:: Tekst do czytania ::

>>>

Ponieważ od kilku tygodni Sandra w zasadzie nie rusza się od swojego komputera (chodzą głosy, że ma nawet zamontowaną przy biurku kroplówkę podającą dożylnie espresso i zmielone sznikersy), Niecodzienny Poradnik Bezpiecznej Jazdy jest już praktycznie na ukończeniu.

Oprócz mnie do poradnika dorzuciło się też oczywiście kilku innych blogerów oraz sam Michał Kościuszko – każdy z nas opracował swój rozdział i w sumie kiedy tak przeglądam sobie wersję pre-pre-pre coś tam (którą jak nietrudno się domyślić dostałem mailem od Sandry) to wydaje mi się, że wyszło to nawet całkiem fajnie.

Szczególnie, że mój ostatni wkład w jakąkolwiek pracę zbiorową skończył się zniszczoną scenografią na szkolnym przedstawieniu o śpiewającym ogórku i tańczącym rabarbarze.

O co jednak chodzi – w najbliższych tygodniach będziemy po kolei publikowali na swoich blogach fragmenty poradnika, które przygotowaliśmy (ja wypadam chyba gdzieś w drugiej połowie lutego jakby ktoś bardzo chciał wiedzieć).

Wy zaś będziecie mogli zgarnąć z tej okazji trochę całkiem fajnych nagród.

I teraz tak – na pierwszy ogień idzie dzieło Leniwca czyli Marcina z antymoto.com. Temat? Komunikacja na drodze, czyli mówiąc w dużym uproszczeniu o tym dlaczego gdy kobieta włącza wycieraczki, powinniśmy spodziewać się, że zaraz będzie skręcać.

Temat z pozoru może wydawać się banalny, ale wierzcie mi, że jest sporo błędów, które popełniamy nie zdając sobie często z tego sprawy. Dla przykładu powiem Wam co zaobserwowałem jakiś czas temu kiedy jechałem sobie na prawym fotelu ze znajomym, który jak mi się zdaje swoje prawo jady znalazł w opakowaniu chrupek o smaku cebuli i sera.

Jechaliśmy sobie lewym pasem (który co ważne, kilkaset metrów dalej kończył się lewoskrętem – pragnąc dalej jechać prosto trzeba było dostać się na prawy). Na prawym pasie znajdowały się wtedy sunące z prędkością schodzącego paznokcia Toyoty Yaris ze znaczkiem „L” (dla urozmaicenia przeplatane co jakiś czas zielonym Matizem z naklejką inwalidy na tylnej szybie).

I teraz sedno akcji.

Mój znajomy świadom najwyraźniej faktu, że za niedługo ta jego prosta Mulsanne się skończy przybrał przygarbioną, posępną pozę i całą swą uwagę skupił na lusterku pasażera, które ja – złożony na pół i wciśnięty w wąską szczelinę pomiędzy deską, a oparciem fotela (powód – niedziałająca regulacja) skutecznie mu zasłaniałem.

<<<

:: Zadania pisemne ::
1. Czyj fragment ukaże się jako pierwszy według tekstu o poradniku bezpiecznej jazdy?
2. Proszę wypisać z tekstu o poradniku bezpiecznej jazdy całość od słów „Ponieważ od kilku” aż po słowa „nawet całkiem fajnie.”.

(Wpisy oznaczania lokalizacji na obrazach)
>>>

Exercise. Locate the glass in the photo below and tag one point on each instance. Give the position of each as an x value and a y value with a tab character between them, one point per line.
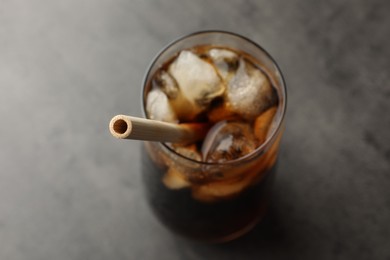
216	202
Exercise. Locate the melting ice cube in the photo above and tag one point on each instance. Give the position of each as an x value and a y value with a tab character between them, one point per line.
197	79
249	92
158	107
167	84
228	141
225	61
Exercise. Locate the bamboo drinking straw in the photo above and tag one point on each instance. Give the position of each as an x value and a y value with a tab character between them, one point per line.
129	127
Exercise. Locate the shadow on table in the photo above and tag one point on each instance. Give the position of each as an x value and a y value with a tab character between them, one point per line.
269	238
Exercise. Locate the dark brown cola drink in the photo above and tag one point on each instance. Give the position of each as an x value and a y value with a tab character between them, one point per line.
216	189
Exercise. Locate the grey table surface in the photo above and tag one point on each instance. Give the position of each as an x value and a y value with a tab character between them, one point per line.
68	190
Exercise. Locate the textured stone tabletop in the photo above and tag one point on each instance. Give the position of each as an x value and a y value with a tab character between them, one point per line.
68	190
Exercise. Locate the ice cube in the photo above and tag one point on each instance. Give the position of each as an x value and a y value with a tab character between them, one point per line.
225	61
167	84
227	141
158	106
249	92
197	79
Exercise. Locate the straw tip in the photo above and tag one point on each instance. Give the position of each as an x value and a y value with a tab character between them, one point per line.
120	126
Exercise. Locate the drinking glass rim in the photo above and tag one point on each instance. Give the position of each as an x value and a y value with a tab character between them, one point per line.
272	136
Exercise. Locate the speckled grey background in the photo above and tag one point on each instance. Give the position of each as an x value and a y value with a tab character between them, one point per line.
68	190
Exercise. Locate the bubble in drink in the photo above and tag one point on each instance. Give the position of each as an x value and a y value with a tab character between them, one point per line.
249	92
228	141
158	106
198	82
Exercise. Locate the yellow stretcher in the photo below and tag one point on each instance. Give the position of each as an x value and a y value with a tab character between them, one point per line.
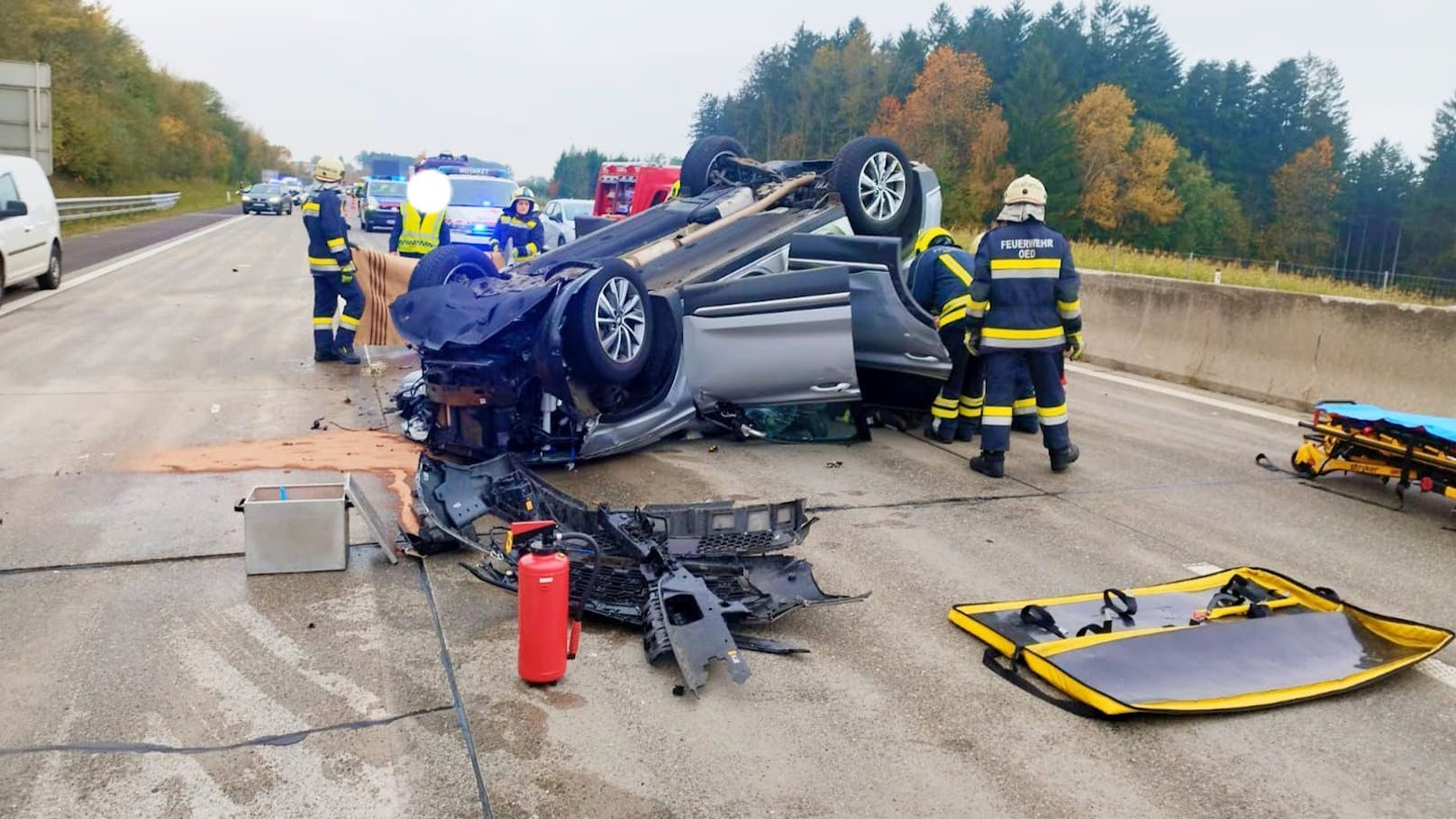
1235	640
1414	450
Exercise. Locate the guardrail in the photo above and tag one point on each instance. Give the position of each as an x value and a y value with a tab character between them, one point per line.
91	207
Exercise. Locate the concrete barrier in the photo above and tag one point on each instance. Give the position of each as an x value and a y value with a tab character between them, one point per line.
1288	349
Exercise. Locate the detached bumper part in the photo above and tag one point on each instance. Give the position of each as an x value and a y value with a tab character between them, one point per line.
687	575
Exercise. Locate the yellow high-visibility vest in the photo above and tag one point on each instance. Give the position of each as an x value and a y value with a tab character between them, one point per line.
420	232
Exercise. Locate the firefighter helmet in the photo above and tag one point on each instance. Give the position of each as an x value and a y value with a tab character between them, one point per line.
328	169
1025	190
933	236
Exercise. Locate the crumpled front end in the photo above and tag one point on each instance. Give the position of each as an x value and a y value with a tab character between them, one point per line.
687	575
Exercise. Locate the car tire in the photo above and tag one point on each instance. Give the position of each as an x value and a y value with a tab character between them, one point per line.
702	159
876	186
449	262
610	325
51	278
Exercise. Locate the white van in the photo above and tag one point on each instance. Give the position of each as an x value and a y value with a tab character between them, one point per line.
30	226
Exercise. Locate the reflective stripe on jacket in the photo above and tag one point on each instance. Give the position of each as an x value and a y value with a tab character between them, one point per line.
328	232
941	283
416	233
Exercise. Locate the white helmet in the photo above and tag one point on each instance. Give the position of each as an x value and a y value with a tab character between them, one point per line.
1025	190
328	169
1025	198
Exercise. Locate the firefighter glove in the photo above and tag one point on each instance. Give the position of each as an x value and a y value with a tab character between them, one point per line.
1075	346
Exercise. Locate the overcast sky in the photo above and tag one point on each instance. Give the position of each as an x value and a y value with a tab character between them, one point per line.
519	82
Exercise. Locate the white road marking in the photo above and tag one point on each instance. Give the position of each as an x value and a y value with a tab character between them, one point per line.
1186	394
1430	666
1202	567
92	273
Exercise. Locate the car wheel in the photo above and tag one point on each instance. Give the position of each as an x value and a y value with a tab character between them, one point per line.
610	325
876	186
51	278
704	158
451	262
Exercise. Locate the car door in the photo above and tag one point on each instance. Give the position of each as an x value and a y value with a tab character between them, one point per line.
26	250
766	340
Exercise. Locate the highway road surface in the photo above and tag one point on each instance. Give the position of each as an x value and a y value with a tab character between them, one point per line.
141	674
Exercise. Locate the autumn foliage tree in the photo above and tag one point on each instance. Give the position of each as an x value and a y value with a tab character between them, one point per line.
1123	167
1305	194
950	123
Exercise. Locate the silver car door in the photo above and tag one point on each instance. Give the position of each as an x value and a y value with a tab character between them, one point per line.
765	340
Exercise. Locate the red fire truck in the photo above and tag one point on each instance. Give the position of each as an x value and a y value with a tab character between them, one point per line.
625	188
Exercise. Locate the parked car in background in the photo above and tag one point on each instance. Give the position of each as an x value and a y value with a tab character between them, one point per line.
30	226
560	221
766	285
267	197
382	203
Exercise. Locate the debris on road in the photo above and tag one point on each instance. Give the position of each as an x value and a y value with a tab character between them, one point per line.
1233	640
689	575
387	455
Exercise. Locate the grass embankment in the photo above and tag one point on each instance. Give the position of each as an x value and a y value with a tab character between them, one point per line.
1096	255
196	194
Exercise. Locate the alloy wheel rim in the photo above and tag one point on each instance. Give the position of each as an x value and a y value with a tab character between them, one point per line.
621	321
883	186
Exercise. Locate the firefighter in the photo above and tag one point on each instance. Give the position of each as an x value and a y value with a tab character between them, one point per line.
1024	311
940	281
415	233
1024	407
522	228
332	267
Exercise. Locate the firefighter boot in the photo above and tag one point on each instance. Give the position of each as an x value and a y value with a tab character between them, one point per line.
1063	458
941	430
345	354
990	464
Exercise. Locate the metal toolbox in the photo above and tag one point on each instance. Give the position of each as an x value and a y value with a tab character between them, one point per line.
296	528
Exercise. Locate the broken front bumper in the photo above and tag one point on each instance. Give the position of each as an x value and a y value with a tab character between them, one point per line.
686	573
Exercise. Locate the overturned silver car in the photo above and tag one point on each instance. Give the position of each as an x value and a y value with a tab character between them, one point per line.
765	285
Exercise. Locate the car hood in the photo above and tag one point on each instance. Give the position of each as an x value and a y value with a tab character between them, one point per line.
466	314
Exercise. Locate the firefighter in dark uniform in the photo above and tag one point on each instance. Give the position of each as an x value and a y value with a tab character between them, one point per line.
941	283
1024	407
1024	312
332	267
520	228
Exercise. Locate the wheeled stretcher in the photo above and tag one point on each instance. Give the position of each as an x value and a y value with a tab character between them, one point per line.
1414	450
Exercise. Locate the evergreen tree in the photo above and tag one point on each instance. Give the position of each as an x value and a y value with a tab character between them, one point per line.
1378	187
1434	205
1042	136
1146	64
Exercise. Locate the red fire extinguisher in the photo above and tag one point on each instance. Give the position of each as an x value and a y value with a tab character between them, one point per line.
548	621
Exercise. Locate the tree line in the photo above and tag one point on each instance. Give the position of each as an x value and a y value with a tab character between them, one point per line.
117	118
1133	146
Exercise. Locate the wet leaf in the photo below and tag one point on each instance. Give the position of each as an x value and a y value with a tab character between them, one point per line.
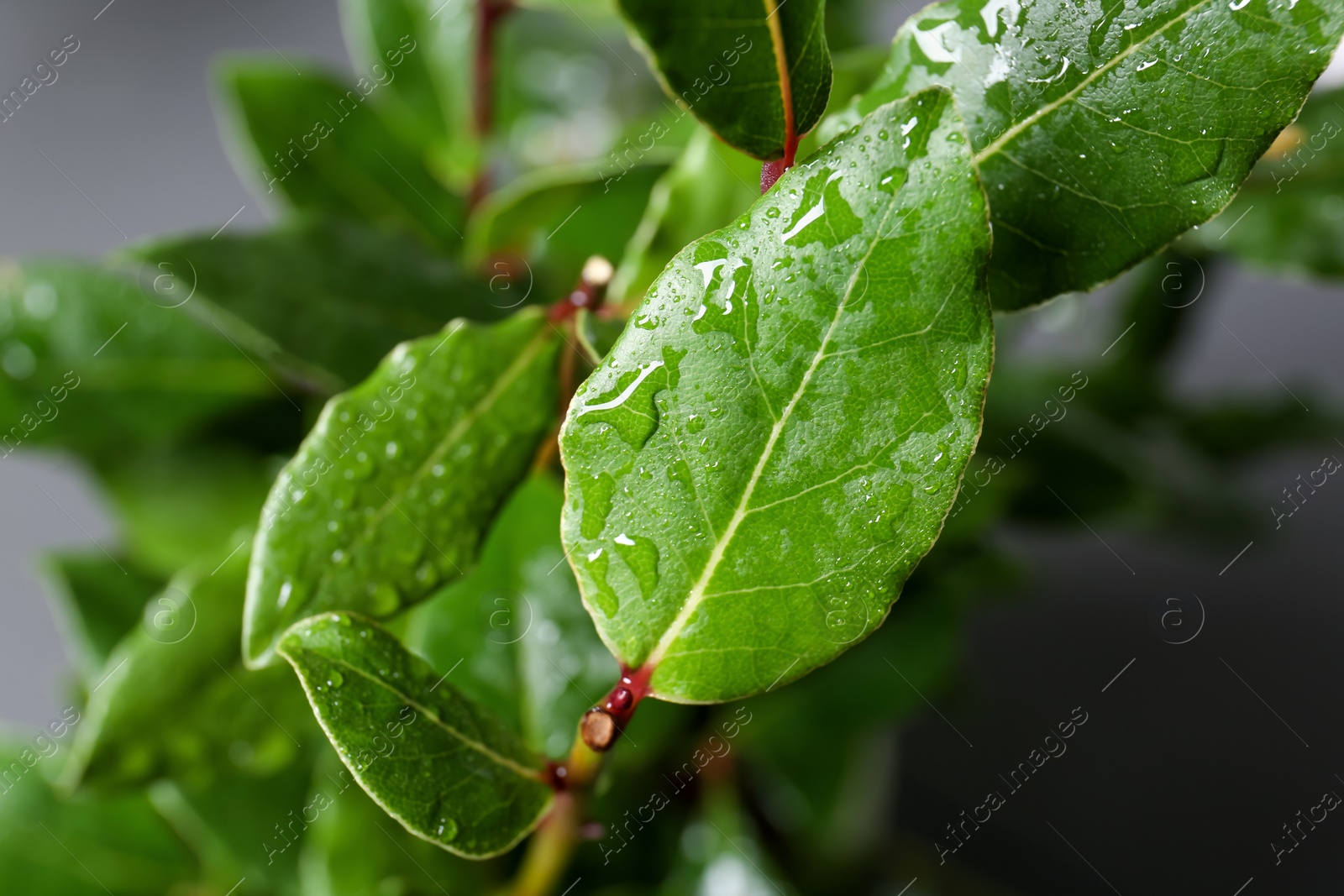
707	187
443	766
1104	132
391	493
777	436
757	74
514	633
1289	217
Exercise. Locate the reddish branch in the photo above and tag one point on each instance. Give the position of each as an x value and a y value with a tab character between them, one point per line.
604	723
488	13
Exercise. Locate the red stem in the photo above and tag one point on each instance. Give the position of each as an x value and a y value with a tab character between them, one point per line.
488	13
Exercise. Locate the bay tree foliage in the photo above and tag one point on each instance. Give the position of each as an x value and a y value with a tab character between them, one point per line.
474	503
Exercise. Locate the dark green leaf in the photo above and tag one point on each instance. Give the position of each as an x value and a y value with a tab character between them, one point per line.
322	293
92	364
554	221
449	770
707	187
320	144
1104	132
84	846
517	629
1289	215
776	438
756	73
102	600
393	490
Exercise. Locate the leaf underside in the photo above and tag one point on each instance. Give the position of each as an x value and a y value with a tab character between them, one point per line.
776	438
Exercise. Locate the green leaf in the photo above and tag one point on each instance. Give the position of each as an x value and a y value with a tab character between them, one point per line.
776	439
84	846
178	506
554	221
1289	217
323	147
396	486
1104	132
707	187
140	719
92	364
517	627
427	50
323	298
756	73
102	600
355	849
460	777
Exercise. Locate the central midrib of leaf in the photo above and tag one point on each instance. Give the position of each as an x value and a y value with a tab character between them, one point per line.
454	436
1082	85
739	513
433	715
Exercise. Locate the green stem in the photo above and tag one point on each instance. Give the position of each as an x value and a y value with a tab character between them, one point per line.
549	851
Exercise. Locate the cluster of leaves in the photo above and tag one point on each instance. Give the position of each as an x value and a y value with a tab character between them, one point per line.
783	396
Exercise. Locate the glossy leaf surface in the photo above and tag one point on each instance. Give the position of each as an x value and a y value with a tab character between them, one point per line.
320	144
707	187
1105	130
514	633
449	770
323	297
396	486
776	438
756	71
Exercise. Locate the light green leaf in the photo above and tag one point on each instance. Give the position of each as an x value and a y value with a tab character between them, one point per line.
707	187
756	71
449	770
1104	132
355	849
165	694
554	221
323	298
320	144
89	363
393	490
514	631
425	49
178	506
777	437
120	844
101	600
1289	217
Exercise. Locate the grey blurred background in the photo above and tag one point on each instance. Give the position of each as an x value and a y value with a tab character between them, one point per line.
1198	752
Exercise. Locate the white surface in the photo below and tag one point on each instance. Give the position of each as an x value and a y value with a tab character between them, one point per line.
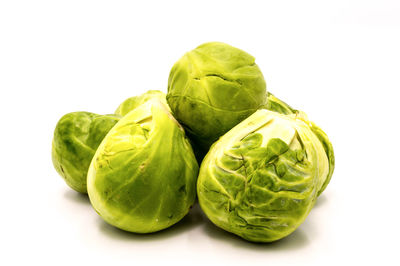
338	62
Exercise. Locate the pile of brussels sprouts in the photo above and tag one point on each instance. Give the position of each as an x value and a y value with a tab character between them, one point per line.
262	163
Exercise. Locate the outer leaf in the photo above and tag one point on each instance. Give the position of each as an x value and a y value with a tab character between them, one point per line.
76	138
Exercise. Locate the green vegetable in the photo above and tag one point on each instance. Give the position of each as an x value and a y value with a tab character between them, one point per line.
76	138
261	179
277	105
142	178
135	101
212	88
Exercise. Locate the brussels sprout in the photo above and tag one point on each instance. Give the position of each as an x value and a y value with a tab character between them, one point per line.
276	105
212	88
261	179
76	138
142	178
133	102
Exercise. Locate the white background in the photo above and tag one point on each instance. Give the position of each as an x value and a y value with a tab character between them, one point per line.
339	61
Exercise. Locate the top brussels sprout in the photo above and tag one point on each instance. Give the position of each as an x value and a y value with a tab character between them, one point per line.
261	179
133	102
76	138
212	88
143	175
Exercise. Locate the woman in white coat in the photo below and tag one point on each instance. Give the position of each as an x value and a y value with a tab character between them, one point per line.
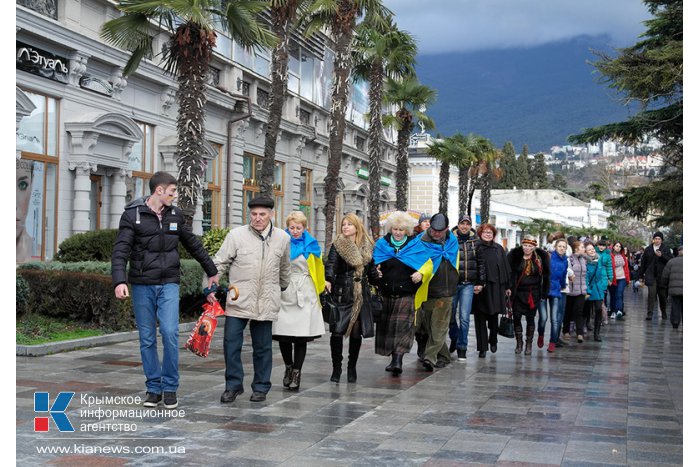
300	320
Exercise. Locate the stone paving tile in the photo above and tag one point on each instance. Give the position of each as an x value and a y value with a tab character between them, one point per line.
618	402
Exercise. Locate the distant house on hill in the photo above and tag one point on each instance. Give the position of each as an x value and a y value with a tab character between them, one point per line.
507	206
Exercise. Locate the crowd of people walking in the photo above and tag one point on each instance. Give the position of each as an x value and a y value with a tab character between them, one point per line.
421	280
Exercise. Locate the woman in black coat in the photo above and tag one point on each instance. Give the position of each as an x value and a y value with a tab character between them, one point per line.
530	275
348	268
491	300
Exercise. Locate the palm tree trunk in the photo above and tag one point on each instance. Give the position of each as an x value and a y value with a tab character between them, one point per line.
339	103
473	177
444	186
463	190
375	136
193	66
278	91
403	137
486	181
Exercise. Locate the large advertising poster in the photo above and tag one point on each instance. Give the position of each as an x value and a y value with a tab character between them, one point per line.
30	209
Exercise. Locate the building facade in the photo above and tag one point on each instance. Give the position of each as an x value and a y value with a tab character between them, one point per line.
89	138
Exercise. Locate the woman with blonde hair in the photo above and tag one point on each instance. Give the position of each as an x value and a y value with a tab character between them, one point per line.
402	264
348	266
299	320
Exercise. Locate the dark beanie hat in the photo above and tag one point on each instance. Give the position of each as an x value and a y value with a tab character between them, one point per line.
261	202
439	222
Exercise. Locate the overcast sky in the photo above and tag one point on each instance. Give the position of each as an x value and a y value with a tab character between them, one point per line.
469	25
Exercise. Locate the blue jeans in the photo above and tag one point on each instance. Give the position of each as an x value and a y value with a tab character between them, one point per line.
542	317
617	301
556	307
462	300
159	303
261	336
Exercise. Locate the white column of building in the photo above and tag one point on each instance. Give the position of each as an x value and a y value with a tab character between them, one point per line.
117	197
81	198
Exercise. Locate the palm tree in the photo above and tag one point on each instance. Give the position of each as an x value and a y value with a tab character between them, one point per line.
411	98
187	55
466	159
442	150
379	53
340	16
284	15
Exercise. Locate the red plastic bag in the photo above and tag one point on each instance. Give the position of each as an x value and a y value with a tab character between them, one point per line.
200	338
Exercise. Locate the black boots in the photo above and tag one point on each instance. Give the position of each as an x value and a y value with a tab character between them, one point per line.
337	357
596	329
396	365
353	353
287	376
529	334
422	341
295	380
518	342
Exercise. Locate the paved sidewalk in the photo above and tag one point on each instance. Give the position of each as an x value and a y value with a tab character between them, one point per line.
619	402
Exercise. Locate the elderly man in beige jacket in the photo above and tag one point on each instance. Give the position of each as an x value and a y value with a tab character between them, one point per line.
257	259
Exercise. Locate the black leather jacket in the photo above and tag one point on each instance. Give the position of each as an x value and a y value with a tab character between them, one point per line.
471	266
342	276
150	246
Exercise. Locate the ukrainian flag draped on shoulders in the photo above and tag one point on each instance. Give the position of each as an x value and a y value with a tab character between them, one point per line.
413	255
308	246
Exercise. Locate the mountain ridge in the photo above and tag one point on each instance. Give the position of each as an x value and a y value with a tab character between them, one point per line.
536	96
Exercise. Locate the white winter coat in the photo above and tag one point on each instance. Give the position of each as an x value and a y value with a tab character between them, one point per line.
259	266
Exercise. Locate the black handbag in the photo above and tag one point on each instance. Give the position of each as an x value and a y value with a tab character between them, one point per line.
336	315
505	325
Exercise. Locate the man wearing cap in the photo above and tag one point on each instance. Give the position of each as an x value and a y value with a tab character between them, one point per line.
654	260
443	248
421	331
257	259
471	279
672	279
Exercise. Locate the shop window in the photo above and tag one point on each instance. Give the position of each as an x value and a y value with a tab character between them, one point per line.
142	164
251	186
211	195
37	180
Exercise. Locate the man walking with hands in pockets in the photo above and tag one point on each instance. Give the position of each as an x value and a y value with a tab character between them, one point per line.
149	232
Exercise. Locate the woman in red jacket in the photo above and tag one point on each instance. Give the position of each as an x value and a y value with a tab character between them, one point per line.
621	277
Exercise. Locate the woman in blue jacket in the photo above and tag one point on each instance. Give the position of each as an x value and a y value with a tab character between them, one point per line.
596	285
559	264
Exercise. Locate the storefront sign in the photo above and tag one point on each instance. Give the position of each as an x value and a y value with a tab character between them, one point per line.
42	63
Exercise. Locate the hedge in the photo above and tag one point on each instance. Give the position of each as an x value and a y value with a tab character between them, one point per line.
21	294
77	296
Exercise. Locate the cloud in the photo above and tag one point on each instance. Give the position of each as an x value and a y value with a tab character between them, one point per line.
469	25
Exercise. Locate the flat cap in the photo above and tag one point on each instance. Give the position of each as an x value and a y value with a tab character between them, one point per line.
439	222
261	202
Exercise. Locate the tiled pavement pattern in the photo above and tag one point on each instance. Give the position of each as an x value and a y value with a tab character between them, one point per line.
615	403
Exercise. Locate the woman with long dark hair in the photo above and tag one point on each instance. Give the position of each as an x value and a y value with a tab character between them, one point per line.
530	273
491	299
348	266
621	277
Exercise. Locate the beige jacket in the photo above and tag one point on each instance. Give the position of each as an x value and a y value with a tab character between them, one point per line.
259	266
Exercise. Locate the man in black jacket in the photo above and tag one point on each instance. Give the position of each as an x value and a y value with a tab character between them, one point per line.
149	232
443	248
471	279
654	259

<<<

:: Odpowiedzi do zadań ::
1. Fragment Leniwca, czyli Marcina z antymoto.com.

2.
Ponieważ od kilku tygodni Sandra w zasadzie nie rusza się od swojego komputera (chodzą głosy, że ma nawet zamontowaną przy biurku kroplówkę podającą dożylnie espresso i zmielone sznikersy), Niecodzienny Poradnik Bezpiecznej Jazdy jest już praktycznie na ukończeniu.

Oprócz mnie do poradnika dorzuciło się też oczywiście kilku innych blogerów oraz sam Michał Kościuszko – każdy z nas opracował swój rozdział i w sumie kiedy tak przeglądam sobie wersję pre-pre-pre coś tam (którą jak nietrudno się domyślić dostałem mailem od Sandry) to wydaje mi się, że wyszło to nawet całkiem fajnie.